EXERCISE GOAL =>
Keep every word the same. Repeat the records without their images.

Saved entries:

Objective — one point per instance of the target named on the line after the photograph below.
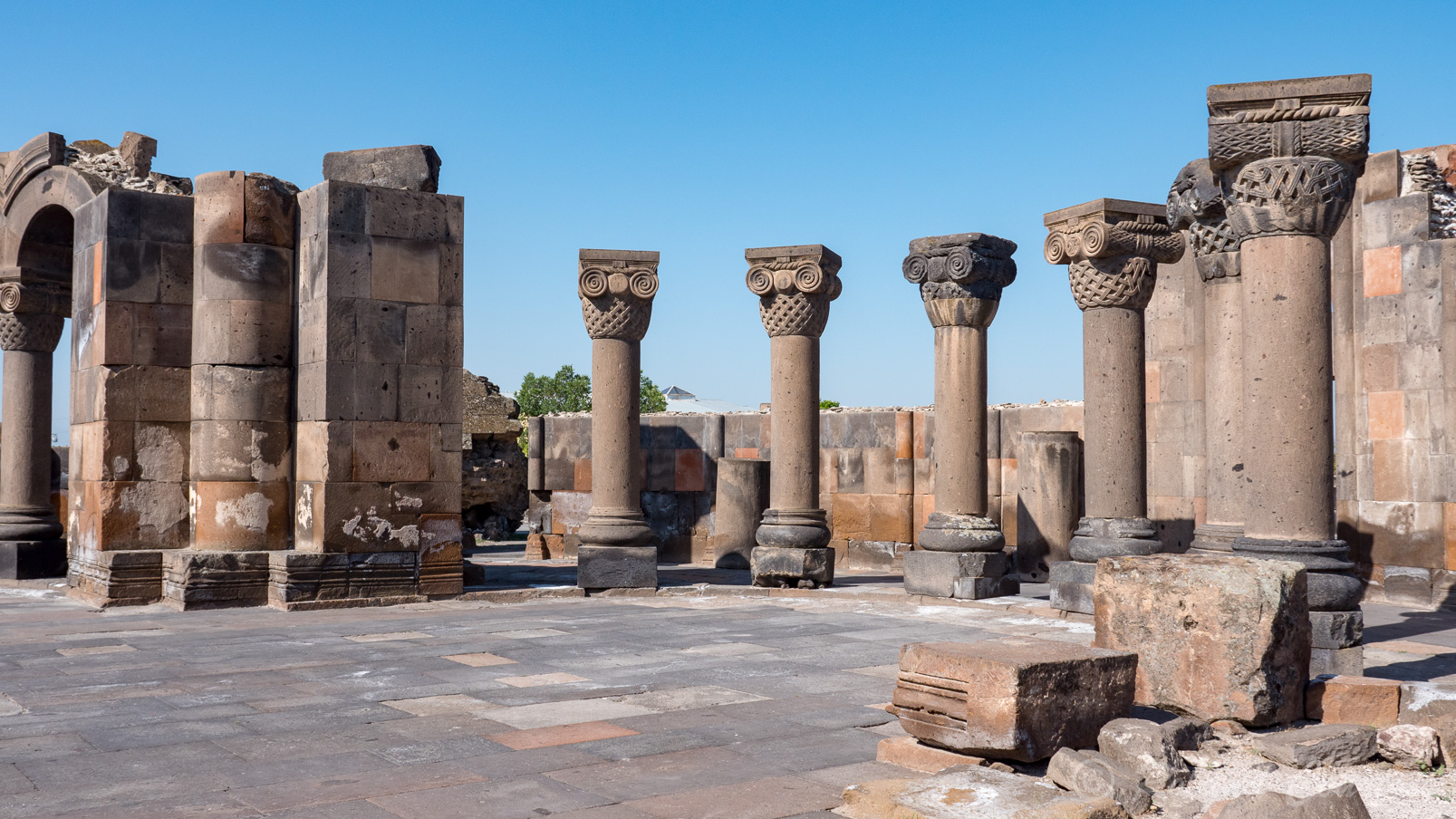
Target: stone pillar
(616, 290)
(1048, 501)
(794, 287)
(240, 463)
(1111, 249)
(31, 322)
(1287, 155)
(738, 505)
(961, 549)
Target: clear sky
(700, 129)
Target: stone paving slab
(714, 704)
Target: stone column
(1111, 249)
(1048, 499)
(1287, 155)
(1196, 204)
(961, 549)
(31, 322)
(616, 290)
(240, 458)
(794, 287)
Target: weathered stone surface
(961, 575)
(1318, 745)
(974, 792)
(911, 752)
(407, 168)
(1011, 697)
(1218, 638)
(1088, 773)
(1353, 700)
(1335, 804)
(1410, 747)
(1146, 751)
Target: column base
(1072, 585)
(33, 559)
(300, 581)
(1348, 662)
(969, 575)
(793, 568)
(115, 578)
(961, 533)
(215, 579)
(616, 566)
(793, 528)
(1215, 538)
(1113, 537)
(1335, 629)
(1333, 583)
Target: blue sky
(703, 129)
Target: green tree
(571, 391)
(651, 399)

ANSWER FOR THE TASK =>
Objective — one point per instance of the target named on the line after the photograph below.
Target: stone pillar
(616, 290)
(1048, 501)
(794, 287)
(240, 463)
(1111, 249)
(31, 322)
(1287, 155)
(738, 505)
(961, 549)
Target: clear sky
(700, 129)
Target: stone paving slab
(714, 704)
Target: stone column
(1111, 249)
(1048, 499)
(1287, 155)
(1196, 204)
(961, 549)
(31, 322)
(616, 290)
(240, 458)
(794, 287)
Target: weathered stone surface
(961, 575)
(1318, 745)
(974, 792)
(911, 752)
(407, 168)
(1011, 697)
(1218, 638)
(1088, 773)
(1353, 700)
(1335, 804)
(1410, 747)
(1146, 751)
Target: column base
(1072, 585)
(33, 559)
(300, 581)
(1348, 662)
(969, 575)
(793, 568)
(115, 578)
(961, 533)
(215, 579)
(616, 566)
(793, 528)
(1215, 538)
(1113, 537)
(1335, 629)
(1333, 583)
Target: blue sky
(703, 129)
Target: green tree
(571, 391)
(651, 399)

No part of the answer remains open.